_WRITTEN PROBLEM_: Return, word for word, the passage of the Baby Driver review from "When you think" to "spin on it.".
# SOURCE EXCERPT start
Today: May 21, 2024

Baby Driver

When you think of Baby Driver director Edgar Wright you probably think of comedy. It probably stars Simon Pegg, probably has an editing style that will make your head spin and almost certainly has action sequences synchronized to some piece of music you love. It is somewhat of a surprise then that Baby Driver is not a comedy. Yes, it has the occasional gag but first and foremost Wright is channeling his love for a more nihilistic, ‘70s brand of action, a brand of action that has arguably disappeared from cinemas and put a very contemporary hand-brake spin on it.

While the likes of Fast & Furious have us used to a certain idea of bombastic, over the top, outlandish car action there is something that always feels incredibly false about those movies. Mainly because they rely so heavily upon CGI carmageddon rather than actual stunts. Wright, thanks to his unique editing techniques therefore brings a sense of genuine thrills and spills to this getaway driver thriller.

The plot is few and far between. Baby (Ansel Elgort) is a driver for crime boss Doc (Kevin Spacey). As a child Baby was involved in a car crash that left his mother dead and his hearing constantly ringing. The only way he’s able to cope therefore is by listening to music. Quelle surprise this criminal is going for one last job before leaving the underworld behind him. When he falls for waitress Debora (Lily James), Baby is all the more determined.

What makes Baby Driver so entertaining is Wright’s refusal to conform to a modern expectation of plotting. It starts at a blistering pace with two high-octane chase sequences. Said sequences are always going to be one of the key highlights of the film and while they are unlikely to rival the classics – Bullitt, The French Connection or The Blues Brothers – you get the sense Wright isn’t trying to. Instead, as he’s done throughout his career, there is a healthy mix of homage, pastiche and reverence to the classics.
# SOURCE EXCERPT end
# RECORD EXTRACTS start
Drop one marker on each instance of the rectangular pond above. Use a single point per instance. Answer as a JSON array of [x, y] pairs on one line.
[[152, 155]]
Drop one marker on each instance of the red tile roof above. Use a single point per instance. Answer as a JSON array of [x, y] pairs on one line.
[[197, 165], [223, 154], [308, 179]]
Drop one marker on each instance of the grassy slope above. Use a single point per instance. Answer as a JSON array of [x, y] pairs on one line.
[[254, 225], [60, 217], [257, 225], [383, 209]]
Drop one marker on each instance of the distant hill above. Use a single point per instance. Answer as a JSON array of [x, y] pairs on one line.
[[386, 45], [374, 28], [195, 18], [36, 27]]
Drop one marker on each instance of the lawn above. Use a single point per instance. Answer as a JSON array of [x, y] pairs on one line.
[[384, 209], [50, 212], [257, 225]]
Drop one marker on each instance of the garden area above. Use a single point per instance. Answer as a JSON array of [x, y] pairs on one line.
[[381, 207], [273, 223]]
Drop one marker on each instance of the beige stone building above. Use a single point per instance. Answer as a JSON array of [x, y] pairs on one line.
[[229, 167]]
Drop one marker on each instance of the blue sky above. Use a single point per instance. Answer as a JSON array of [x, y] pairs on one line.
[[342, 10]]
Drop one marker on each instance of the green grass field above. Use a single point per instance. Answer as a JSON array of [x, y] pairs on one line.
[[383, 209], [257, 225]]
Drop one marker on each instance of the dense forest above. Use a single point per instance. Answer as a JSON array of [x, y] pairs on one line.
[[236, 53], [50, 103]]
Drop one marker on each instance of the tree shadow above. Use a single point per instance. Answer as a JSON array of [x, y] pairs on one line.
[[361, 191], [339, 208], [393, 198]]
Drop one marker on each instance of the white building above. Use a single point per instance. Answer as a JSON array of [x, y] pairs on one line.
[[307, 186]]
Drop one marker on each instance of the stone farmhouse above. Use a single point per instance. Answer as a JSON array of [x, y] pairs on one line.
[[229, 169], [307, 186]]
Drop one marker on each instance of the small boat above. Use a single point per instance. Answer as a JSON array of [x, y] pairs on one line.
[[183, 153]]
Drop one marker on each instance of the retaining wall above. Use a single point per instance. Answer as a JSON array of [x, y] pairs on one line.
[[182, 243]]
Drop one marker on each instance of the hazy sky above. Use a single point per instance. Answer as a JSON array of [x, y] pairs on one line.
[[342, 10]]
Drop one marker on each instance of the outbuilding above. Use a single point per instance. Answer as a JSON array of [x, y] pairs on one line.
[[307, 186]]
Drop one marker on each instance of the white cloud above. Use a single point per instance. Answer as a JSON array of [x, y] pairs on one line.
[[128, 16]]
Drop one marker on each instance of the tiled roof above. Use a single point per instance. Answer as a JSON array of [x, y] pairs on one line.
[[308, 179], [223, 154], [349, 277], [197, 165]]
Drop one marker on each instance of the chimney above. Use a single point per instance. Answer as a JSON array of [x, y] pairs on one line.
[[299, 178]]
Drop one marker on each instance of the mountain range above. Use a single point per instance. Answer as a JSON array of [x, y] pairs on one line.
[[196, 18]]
# RECORD EXTRACTS end
_TASK RESPONSE_:
When you think of Baby Driver director Edgar Wright you probably think of comedy. It probably stars Simon Pegg, probably has an editing style that will make your head spin and almost certainly has action sequences synchronized to some piece of music you love. It is somewhat of a surprise then that Baby Driver is not a comedy. Yes, it has the occasional gag but first and foremost Wright is channeling his love for a more nihilistic, ‘70s brand of action, a brand of action that has arguably disappeared from cinemas and put a very contemporary hand-brake spin on it.